The request: Output the Mars InSight passage word for word, in full.

Provided text:

+---+

Digging into the surface of another planet for the first time is going to bring some surprises, you'd just hope that those surprises don't include your digging being brought to a halt before things have even begun. This is the problem scientists working on the Mars InSight mission have been forced to contend with, though they are now moving ahead with new plans to shed light on the blockage.

The digging operations of the Mars InSight lander are hoped to greatly improve our understanding of the Red Planet. By burrowing into the planet's surface further than any scientific instrument before it, its drilling device will measure thermal conductivity and subsurface materials in the soil, adding to our understanding of how rocky planets like Mars were formed.

But soon after commencing its digging operations in late February, the lander's drilling device, known as "the mole" ground to a halt during the hammering phase, only making it around three quarters of the way out of its housing structure before stopping altogether. The team resumed hammering two days later, but without success.

+---+

Image object location entries
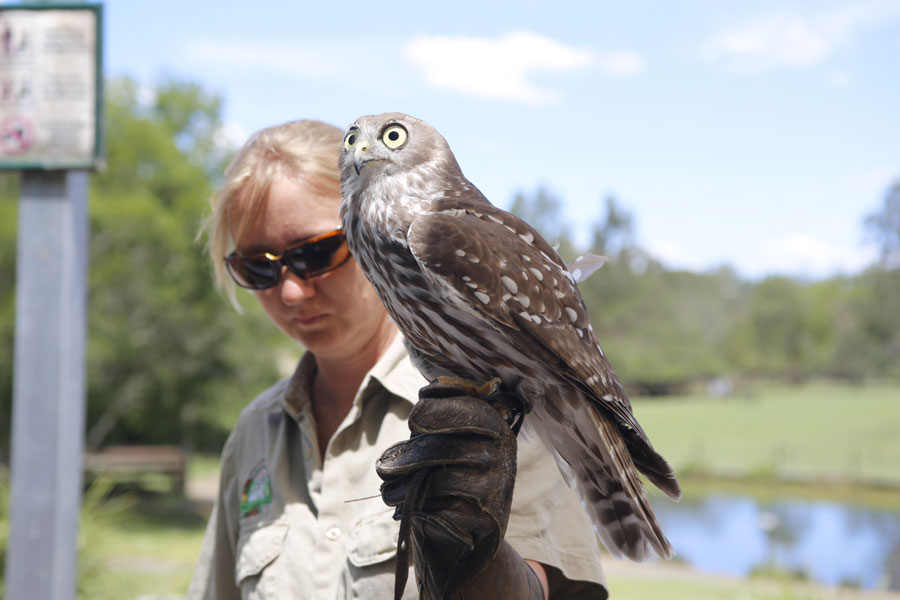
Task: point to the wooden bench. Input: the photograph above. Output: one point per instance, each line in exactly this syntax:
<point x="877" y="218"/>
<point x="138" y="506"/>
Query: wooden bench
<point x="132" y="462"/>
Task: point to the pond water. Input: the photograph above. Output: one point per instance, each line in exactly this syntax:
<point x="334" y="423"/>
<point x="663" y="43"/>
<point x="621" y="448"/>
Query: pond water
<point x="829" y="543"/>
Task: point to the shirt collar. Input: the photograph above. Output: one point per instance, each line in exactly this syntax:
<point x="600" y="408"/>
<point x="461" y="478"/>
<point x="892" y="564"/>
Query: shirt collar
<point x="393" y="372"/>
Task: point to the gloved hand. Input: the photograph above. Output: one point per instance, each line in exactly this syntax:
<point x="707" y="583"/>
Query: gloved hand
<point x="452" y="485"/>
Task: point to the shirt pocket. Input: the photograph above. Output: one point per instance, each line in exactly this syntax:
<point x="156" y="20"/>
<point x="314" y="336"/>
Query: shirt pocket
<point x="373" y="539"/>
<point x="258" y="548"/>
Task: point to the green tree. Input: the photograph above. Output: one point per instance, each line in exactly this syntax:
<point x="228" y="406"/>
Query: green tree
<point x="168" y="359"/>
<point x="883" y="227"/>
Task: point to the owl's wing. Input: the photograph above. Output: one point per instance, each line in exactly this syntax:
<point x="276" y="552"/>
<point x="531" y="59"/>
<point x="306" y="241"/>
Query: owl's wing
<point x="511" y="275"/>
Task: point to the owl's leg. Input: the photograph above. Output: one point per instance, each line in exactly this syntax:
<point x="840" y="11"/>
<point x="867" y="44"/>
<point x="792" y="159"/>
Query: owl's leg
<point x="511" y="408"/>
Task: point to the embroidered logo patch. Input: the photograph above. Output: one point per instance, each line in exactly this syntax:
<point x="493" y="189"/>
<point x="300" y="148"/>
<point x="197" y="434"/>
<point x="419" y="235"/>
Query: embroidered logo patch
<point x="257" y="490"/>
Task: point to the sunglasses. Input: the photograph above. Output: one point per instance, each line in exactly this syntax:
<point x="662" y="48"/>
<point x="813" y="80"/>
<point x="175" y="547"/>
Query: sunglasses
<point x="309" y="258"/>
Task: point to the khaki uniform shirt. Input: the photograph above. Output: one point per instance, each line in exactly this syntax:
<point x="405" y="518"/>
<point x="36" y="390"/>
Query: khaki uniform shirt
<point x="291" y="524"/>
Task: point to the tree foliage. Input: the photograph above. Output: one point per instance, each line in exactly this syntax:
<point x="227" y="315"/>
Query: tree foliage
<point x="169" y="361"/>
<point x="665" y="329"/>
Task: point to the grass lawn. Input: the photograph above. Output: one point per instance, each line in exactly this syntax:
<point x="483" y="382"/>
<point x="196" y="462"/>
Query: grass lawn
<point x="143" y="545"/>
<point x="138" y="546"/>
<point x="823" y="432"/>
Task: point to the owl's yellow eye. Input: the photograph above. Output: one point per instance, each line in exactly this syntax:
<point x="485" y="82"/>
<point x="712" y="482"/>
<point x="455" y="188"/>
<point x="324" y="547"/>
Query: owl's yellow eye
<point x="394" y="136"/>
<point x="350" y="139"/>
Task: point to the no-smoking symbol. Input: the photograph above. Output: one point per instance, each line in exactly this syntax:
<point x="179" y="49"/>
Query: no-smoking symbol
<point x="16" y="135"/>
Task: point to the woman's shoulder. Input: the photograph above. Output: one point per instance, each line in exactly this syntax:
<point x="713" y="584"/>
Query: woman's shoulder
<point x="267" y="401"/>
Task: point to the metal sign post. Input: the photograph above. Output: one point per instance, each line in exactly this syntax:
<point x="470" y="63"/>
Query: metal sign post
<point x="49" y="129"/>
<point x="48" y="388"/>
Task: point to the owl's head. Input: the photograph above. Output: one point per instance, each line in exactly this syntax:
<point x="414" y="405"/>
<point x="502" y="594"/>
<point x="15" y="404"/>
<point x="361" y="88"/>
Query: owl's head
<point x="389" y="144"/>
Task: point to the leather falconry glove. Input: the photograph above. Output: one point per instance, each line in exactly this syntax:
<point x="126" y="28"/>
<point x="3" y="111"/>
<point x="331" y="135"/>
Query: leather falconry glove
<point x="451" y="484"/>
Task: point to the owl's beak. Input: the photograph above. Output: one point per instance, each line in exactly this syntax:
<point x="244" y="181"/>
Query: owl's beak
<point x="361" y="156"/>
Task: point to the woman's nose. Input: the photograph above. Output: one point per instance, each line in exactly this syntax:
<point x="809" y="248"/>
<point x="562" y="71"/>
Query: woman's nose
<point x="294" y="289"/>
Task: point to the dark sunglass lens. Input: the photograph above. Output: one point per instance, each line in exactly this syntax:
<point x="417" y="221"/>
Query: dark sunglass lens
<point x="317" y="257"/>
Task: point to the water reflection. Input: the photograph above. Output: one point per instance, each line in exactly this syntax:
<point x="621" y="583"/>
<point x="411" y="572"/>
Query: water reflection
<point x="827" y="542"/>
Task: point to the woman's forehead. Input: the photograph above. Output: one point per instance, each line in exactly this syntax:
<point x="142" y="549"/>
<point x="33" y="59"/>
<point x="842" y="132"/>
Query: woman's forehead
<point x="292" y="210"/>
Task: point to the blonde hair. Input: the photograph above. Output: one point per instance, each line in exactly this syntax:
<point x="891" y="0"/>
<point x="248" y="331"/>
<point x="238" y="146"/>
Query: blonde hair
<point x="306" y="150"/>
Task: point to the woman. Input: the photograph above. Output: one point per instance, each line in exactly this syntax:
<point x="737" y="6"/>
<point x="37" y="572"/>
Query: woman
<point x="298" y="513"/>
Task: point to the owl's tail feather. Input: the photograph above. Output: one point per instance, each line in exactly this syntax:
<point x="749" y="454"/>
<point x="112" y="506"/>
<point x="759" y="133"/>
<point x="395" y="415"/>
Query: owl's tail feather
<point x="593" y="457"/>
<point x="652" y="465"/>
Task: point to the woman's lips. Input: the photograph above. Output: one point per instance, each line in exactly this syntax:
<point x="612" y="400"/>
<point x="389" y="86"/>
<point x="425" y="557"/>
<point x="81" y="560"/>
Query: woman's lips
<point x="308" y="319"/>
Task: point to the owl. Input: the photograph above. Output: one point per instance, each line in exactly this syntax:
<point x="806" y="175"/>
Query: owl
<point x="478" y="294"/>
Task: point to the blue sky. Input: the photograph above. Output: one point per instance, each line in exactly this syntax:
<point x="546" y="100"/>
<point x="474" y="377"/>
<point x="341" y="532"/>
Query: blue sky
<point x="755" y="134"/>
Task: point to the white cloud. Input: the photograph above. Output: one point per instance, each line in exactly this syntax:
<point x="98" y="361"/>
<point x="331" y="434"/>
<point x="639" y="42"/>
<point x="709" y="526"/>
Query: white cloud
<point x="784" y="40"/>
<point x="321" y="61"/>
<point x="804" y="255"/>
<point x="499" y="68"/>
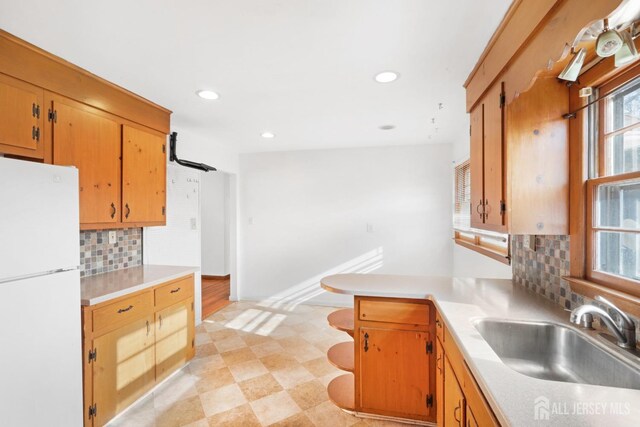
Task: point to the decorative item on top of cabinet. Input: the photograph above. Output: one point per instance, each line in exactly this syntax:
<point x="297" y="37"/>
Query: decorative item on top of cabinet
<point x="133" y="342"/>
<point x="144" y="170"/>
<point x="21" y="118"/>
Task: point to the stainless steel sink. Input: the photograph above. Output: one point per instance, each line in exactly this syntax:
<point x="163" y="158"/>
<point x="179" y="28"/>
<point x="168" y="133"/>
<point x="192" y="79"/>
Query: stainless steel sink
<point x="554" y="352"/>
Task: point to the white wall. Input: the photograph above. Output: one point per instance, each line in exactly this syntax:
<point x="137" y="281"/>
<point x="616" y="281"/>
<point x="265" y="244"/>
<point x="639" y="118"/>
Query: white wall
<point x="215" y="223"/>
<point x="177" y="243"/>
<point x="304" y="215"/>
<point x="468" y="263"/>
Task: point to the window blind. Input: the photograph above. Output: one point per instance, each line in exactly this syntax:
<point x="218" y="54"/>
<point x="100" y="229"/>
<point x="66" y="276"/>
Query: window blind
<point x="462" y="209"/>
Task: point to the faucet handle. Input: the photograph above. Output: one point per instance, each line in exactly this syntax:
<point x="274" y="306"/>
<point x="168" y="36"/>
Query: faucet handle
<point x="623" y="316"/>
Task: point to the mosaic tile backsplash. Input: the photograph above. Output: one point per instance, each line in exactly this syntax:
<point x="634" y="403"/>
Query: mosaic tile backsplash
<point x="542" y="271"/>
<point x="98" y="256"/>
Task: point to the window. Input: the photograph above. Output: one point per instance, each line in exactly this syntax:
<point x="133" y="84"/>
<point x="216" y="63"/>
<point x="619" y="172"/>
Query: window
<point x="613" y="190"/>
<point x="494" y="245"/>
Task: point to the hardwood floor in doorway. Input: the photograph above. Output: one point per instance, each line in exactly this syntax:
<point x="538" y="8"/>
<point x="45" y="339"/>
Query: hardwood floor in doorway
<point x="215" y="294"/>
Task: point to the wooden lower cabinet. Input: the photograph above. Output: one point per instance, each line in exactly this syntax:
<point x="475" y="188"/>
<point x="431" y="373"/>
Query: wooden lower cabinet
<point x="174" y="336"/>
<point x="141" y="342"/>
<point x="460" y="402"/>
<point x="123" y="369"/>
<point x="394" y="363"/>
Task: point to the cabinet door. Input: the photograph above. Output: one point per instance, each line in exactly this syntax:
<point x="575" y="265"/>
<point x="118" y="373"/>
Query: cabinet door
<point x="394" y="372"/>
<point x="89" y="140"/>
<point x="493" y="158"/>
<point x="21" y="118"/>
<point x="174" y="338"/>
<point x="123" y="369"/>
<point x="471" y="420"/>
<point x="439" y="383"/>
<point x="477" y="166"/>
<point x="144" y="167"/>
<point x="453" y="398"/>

+---+

Reply to the task:
Digging into the surface of another planet for the first time is going to bring some surprises, you'd just hope that those surprises don't include your digging being brought to a halt before things have even begun. This is the problem scientists working on the Mars InSight mission have been forced to contend with, though they are now moving ahead with new plans to shed light on the blockage.

The digging operations of the Mars InSight lander are hoped to greatly improve our understanding of the Red Planet. By burrowing into the planet's surface further than any scientific instrument before it, its drilling device will measure thermal conductivity and subsurface materials in the soil, adding to our understanding of how rocky planets like Mars were formed.

But soon after commencing its digging operations in late February, the lander's drilling device, known as "the mole" ground to a halt during the hammering phase, only making it around three quarters of the way out of its housing structure before stopping altogether. The team resumed hammering two days later, but without success.